Dataset items ▸
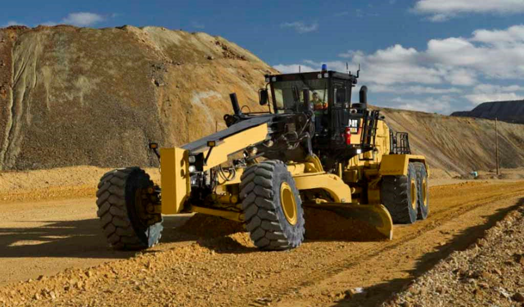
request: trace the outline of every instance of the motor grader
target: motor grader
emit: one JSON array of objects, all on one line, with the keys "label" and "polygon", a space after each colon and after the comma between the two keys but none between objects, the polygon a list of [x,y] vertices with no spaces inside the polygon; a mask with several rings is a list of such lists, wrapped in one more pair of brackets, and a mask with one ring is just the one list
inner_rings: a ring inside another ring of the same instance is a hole
[{"label": "motor grader", "polygon": [[105,173],[96,203],[109,243],[119,249],[152,246],[162,214],[243,223],[266,250],[302,242],[304,206],[364,221],[390,239],[393,223],[425,218],[425,158],[411,154],[407,133],[394,133],[368,108],[366,86],[352,103],[358,75],[325,67],[267,75],[259,91],[267,112],[243,113],[233,93],[226,129],[180,147],[149,144],[160,160],[160,186],[138,167]]}]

Given exercise ▸
Recast the items above as a Markdown table with two columns, Row and Line, numbering each line in order and leaving out blank lines. Omit the picture from the table.

Result ▸
| Row | Line |
|---|---|
| 1 | request: trace the outline of every instance of the motor grader |
| 2 | target: motor grader |
| 3 | emit: one JSON array of objects, all on one line, with the keys "label" and "polygon", a space after each colon and after the comma between the two keys but none between objects, the polygon a list of [x,y] vertices with no spaces inside the polygon; a mask with several rings is a list of such lists, wrapped in one more pair of brackets, and a mask with one ring is just the one list |
| 4 | inner_rings: a ring inside another ring of the same instance is a hole |
| 5 | [{"label": "motor grader", "polygon": [[105,173],[96,203],[109,243],[119,249],[152,246],[162,214],[243,223],[266,250],[302,242],[304,206],[364,221],[390,239],[393,223],[425,218],[425,158],[411,154],[407,133],[394,133],[368,108],[366,86],[352,103],[358,75],[325,67],[267,75],[259,91],[267,112],[243,113],[233,93],[226,129],[180,147],[149,144],[160,160],[160,186],[138,167]]}] |